_Questions_
(1) Using the article on the Lakewood abuse case, answer these:
(a) Where did the father move his family after resigning?
(b) What is the name of the ancient taboo against turning Jews over to secular authorities?
(c) Which state senator took over sponsorship of the bill?
(2) From the article on the Lakewood abuse case, reproduce the stretch from "The father had" through "go to the police.".

---- Excerpted passage

The choice before a deeply religious father was one he never wanted to make.
His son had been molested by a fellow Orthodox Jew, and the local rabbis to whom he reported the abuse did nothing to remove the offender from his positions as camp counselor and schoolteacher.
The father had to choose: He could follow Orthodox tradition and allow the local rabbis to continue to handle the matter, or he could go to the police.
The father went to the police. Now the molester, Yosef Kolko, is headed to state prison.
But some in the community saw the father as the offender for involving the secular authorities in an Orthodox matter. He was ostracized from his community in Lakewood, where he was a respected rabbi, Ocean County prosecutors said. He resigned from his job at Lakewood’s prestigious rabbinical college and moved his family to the Midwest.
Now, debate swirls around the wisdom of the religious taboo that protects suspected abusers from authorities and defies state law.
The ancient taboo, known as “mesirah,” forbids Jews from turning over fellow Jews to secular authorities, but some say the concept is no longer relevant in today’s society.
“The bottom line is there’s no justification for not participating in the process for reporting these crimes,” said Rabbi Daniel Eidensohn, a psychologist in Jerusalem who has written three reference books on child and domestic abuse in the Jewish community.
As New Jersey law stands now, anyone with knowledge of suspected child abuse is mandated to report it to authorities, whether it be to police or child-protective services. But failure to report the suspicions is only a disorderly persons offense, which is why some state legislators want to come down harder on those who hide molester
State Sen. Christopher “Kip” Bateman, a Republican who represents portions of Hunterdon, Mercer, Middlesex and Somerset counties, sponsored a bill that would make it a fourth-degree indictable offense for anyone with knowledge of a child being sexually abused to fail to report the abuse. As a fourth-degree offense, failing to report sexual abuse of a child would result in up to 18 months imprisonment or a fine up to $10,000, or both.
To move the bill forward in the Democrat-controlled Legislature, Bateman relinquished sponsorship to state Sen. Donald Norcross, D-Camden. The measure was approved June 6 by the Senate Law and Public Safety Committee and is heading to the full Senate for a vote.
The impetus for the bill was not the Lakewood case, but that of convicted molester Jerry Sandusky at Pennsylvania State University, as well as cover-ups by the Catholic Church of sexual abuse by priests, Bateman said.
“If you look at Penn State, if a number of individuals had done what they were supposed to do, it would not have gone on,” Bateman said of the molestation at Penn State by Sandusky. “Sometimes the cover-up is as bad as the crime.
“With the Catholic Church, unfortunately, they have a terrible track record of moving these priests (accused of sexual abuse) from one parish to another,” Bateman said. “I’m hoping this (bill) will help.”

'I felt that children were in danger'

Ben Hirsch, co-founder of Survivors for Justice, a New York-based advocacy group for survivors of sexual abuse in Orthodox communities, said he knows of similar situations in Lakewood’s Orthodox community, where the organization also does advocacy work. In one case, a man suspected of sexually abusing a boy was sent to a prestigious yeshiva in Israel, Hirsch said
What came to light during the recent Kolko trial, through the testimony of the victim’s father, was that a number of rabbis in the community knew of the allegations of molestation against Kolko and did nothing to remove him from his positions as a counselor at Yachad, a summer camp run by Yeshiva Bais Hatorah School in Lakewood, and as a teacher at Yeshiva Orchos Chaim, also in Lakewood. That is what prompted the father to go to the Prosecutor’s Office five months after he first brought the abuse to the attention of the rabbis.

--------
---- Data section

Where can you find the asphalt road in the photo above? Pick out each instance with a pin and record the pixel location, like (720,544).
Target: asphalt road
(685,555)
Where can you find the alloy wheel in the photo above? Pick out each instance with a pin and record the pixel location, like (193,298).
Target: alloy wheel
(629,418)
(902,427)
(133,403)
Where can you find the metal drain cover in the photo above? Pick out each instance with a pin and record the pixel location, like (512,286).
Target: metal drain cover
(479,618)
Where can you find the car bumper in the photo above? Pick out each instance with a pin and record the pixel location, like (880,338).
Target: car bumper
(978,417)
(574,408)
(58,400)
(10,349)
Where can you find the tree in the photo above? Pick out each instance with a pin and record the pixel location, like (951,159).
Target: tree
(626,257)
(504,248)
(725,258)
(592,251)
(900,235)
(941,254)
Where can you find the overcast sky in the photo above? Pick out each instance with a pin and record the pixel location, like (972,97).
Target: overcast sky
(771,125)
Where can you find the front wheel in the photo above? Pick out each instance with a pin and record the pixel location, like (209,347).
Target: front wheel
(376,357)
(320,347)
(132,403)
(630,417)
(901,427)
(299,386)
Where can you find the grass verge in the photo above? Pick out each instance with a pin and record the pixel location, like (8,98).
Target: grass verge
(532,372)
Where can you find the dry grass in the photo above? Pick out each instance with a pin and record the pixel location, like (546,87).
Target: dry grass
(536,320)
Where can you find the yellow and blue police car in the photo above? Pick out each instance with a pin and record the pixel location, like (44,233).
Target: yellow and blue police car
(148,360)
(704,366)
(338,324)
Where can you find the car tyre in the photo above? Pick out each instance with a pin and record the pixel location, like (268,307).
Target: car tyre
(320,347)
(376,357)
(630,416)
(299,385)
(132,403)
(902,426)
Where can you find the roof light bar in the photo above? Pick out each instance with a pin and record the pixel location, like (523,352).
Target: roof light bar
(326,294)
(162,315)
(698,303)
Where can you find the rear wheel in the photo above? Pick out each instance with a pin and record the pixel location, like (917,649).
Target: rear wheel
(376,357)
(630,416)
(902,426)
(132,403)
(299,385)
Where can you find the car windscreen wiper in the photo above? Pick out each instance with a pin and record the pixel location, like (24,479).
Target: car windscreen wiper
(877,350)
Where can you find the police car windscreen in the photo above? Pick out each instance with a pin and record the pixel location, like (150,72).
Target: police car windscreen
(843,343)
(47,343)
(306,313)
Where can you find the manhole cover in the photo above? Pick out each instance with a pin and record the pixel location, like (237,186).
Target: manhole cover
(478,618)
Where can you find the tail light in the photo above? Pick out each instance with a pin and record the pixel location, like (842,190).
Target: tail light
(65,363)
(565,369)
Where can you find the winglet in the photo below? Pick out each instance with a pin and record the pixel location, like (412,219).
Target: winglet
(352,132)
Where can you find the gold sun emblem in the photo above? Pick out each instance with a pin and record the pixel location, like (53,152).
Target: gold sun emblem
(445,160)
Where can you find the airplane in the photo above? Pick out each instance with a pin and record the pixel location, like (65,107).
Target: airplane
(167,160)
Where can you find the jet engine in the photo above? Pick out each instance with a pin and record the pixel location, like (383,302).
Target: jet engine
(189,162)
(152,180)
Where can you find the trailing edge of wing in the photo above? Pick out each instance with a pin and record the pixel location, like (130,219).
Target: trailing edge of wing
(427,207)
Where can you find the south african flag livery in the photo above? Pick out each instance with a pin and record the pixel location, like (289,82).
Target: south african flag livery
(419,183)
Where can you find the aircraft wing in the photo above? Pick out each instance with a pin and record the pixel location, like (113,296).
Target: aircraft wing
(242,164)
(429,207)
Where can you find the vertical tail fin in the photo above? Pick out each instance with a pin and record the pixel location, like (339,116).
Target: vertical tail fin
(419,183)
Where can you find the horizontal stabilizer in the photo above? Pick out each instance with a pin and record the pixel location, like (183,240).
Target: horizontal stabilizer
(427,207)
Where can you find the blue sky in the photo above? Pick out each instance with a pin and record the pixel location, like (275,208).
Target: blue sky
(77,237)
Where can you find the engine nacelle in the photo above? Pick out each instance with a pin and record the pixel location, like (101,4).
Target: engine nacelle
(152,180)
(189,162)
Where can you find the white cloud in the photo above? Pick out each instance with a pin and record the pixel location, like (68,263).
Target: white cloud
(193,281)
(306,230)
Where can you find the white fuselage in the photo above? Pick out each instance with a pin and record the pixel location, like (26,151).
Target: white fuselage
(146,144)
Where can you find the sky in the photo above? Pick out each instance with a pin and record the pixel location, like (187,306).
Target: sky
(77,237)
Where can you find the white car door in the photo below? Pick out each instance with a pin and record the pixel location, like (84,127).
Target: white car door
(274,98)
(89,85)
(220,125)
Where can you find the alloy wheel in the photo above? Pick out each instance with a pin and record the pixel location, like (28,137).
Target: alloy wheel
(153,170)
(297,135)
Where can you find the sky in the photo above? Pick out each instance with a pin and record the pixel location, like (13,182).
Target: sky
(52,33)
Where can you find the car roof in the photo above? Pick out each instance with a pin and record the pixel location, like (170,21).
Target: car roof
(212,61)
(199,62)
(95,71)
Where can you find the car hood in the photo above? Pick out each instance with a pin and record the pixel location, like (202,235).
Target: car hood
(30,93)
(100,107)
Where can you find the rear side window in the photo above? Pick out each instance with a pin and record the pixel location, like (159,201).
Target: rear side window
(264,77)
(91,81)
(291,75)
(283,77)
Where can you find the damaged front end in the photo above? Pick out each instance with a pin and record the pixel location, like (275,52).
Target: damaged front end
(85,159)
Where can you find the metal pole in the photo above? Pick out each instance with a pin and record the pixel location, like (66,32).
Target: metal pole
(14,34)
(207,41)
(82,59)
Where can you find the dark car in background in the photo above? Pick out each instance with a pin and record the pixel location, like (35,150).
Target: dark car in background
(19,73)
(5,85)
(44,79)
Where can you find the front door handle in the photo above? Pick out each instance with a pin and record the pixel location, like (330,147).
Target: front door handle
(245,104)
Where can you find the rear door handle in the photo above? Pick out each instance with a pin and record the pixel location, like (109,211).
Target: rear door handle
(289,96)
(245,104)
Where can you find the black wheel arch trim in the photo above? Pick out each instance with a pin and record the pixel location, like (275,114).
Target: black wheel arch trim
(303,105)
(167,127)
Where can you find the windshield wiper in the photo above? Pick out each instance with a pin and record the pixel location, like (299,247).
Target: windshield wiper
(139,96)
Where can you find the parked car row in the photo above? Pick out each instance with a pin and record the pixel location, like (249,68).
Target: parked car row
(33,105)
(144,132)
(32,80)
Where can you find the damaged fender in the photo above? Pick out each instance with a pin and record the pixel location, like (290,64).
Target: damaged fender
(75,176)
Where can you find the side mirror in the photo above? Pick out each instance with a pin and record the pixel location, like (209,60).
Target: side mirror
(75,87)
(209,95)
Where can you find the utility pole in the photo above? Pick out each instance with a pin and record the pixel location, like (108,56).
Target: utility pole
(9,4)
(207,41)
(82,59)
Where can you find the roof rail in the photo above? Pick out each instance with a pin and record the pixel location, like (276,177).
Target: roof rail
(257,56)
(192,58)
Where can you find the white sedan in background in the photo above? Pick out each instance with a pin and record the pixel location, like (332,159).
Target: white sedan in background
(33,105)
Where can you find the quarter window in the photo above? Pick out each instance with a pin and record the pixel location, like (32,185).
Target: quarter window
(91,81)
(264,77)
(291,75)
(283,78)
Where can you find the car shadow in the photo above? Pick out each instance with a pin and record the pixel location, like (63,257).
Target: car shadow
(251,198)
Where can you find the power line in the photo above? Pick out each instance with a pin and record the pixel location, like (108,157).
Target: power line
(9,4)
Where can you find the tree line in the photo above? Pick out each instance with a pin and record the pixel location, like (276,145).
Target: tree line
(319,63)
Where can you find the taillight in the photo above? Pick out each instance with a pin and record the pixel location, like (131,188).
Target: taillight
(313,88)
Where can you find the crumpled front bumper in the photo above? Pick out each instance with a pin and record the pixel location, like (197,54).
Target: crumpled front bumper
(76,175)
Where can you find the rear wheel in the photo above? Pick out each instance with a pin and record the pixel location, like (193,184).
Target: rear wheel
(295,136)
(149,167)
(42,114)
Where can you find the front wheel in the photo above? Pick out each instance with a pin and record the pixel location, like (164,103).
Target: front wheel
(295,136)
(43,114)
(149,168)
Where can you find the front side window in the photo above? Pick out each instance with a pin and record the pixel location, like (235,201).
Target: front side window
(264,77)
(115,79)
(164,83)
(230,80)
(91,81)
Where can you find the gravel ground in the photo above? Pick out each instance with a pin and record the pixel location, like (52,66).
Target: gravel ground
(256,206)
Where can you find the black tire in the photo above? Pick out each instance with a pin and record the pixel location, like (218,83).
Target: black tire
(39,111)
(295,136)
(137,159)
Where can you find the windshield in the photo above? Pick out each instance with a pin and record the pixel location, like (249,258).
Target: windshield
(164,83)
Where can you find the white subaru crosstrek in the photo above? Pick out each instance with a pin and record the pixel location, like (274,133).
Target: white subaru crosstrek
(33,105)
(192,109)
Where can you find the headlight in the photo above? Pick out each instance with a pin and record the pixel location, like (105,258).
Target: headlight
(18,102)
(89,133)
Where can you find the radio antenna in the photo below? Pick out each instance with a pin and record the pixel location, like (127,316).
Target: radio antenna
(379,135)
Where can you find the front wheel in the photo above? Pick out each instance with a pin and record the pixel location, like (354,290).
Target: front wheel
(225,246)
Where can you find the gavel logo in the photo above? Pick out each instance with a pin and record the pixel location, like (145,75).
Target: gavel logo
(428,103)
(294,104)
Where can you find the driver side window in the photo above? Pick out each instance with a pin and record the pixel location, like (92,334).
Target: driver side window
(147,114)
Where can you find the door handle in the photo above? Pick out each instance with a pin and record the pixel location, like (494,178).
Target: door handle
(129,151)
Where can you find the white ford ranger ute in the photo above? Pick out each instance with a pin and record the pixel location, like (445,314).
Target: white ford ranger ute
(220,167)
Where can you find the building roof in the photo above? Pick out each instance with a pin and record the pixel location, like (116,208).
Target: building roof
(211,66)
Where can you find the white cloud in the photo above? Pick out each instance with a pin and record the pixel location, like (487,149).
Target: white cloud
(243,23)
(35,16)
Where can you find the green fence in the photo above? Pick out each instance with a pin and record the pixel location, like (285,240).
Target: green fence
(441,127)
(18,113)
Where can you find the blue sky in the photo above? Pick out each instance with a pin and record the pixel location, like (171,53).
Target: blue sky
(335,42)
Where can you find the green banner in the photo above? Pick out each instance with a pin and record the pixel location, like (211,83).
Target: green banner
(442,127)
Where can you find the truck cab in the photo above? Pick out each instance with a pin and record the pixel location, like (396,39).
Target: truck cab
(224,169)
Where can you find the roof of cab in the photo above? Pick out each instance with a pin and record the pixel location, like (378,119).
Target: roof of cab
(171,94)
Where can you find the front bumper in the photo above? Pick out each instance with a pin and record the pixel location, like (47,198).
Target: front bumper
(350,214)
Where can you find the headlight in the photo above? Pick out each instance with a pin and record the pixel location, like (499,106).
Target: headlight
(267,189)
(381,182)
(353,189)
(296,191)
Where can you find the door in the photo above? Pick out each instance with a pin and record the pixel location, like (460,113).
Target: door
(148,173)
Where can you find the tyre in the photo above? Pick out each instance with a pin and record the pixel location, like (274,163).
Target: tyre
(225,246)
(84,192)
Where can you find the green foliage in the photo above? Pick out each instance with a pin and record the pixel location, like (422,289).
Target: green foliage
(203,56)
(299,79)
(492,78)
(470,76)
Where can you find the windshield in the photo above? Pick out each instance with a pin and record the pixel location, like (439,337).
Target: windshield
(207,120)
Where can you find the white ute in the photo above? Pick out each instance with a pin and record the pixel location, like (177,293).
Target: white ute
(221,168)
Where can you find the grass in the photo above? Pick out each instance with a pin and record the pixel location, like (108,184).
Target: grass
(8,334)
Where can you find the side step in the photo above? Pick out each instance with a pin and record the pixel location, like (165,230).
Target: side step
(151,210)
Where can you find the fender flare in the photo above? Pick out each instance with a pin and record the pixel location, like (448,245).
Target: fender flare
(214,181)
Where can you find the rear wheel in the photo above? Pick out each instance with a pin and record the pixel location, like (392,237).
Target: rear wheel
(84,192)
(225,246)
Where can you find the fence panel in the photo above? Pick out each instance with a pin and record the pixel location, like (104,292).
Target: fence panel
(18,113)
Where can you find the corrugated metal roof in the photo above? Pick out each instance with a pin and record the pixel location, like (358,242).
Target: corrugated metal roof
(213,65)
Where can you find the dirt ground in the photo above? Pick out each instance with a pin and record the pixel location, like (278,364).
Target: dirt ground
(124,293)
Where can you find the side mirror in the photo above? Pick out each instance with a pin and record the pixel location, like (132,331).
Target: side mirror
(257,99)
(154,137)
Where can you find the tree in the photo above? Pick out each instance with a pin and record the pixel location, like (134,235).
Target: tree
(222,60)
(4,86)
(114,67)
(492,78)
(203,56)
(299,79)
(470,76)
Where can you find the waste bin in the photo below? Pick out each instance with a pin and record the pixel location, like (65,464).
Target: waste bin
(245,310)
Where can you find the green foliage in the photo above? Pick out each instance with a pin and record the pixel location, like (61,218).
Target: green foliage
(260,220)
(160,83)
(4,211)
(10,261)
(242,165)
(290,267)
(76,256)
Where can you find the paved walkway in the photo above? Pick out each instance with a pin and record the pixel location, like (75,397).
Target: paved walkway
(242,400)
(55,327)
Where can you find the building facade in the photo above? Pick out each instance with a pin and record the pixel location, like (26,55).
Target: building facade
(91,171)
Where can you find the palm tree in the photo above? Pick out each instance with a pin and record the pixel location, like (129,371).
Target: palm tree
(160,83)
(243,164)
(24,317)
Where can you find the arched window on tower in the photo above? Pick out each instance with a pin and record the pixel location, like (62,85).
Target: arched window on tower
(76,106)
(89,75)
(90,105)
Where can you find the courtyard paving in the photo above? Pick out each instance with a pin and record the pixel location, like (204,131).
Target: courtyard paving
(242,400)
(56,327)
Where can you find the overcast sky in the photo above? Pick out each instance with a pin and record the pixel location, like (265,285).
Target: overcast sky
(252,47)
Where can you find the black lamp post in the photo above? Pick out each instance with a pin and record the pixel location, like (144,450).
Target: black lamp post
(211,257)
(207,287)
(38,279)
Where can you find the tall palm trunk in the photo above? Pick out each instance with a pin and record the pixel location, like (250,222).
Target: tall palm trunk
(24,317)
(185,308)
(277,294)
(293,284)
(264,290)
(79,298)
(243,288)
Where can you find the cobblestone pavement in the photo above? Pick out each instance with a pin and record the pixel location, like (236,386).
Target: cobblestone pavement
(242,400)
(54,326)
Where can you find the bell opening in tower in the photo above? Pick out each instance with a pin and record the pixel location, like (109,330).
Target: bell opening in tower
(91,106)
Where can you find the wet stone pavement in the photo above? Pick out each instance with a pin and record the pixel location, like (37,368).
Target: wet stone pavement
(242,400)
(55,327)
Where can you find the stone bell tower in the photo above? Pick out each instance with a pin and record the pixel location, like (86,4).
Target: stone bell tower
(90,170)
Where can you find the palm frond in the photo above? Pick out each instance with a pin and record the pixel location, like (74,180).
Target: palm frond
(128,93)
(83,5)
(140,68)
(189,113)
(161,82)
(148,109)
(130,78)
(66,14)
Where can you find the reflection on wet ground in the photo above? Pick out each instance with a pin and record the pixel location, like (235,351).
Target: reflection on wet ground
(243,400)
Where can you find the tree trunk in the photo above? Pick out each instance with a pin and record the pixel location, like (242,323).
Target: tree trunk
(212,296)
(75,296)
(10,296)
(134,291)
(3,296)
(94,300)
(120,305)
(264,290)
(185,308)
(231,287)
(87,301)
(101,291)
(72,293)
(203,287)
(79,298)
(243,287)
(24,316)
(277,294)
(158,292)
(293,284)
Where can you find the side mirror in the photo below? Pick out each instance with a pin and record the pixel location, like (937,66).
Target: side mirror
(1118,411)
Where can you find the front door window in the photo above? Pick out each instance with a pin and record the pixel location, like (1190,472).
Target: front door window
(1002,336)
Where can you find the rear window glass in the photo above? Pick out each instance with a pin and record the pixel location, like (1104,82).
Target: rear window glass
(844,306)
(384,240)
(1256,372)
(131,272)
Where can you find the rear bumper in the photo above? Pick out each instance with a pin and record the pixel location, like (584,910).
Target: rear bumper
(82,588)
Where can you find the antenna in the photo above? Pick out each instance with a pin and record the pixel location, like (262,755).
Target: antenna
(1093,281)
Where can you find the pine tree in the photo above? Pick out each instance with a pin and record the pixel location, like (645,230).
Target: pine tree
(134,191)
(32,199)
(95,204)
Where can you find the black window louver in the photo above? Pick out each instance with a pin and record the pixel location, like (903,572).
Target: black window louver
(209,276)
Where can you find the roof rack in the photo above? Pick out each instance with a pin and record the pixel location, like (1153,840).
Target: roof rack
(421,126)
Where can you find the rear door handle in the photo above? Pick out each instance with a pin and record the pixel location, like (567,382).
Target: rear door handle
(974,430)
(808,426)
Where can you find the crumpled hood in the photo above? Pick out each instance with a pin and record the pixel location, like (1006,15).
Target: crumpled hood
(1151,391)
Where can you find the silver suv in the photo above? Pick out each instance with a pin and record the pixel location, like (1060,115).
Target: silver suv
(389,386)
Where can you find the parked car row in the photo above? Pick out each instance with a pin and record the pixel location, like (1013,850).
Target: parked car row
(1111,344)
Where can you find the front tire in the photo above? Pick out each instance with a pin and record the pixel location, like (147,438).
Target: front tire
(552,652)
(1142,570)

--------

_Expected results_
(1)
(a) The Midwest
(b) Mesirah
(c) State Sen. Donald Norcross, D-Camden

(2)
The father had to choose: He could follow Orthodox tradition and allow the local rabbis to continue to handle the matter, or he could go to the police.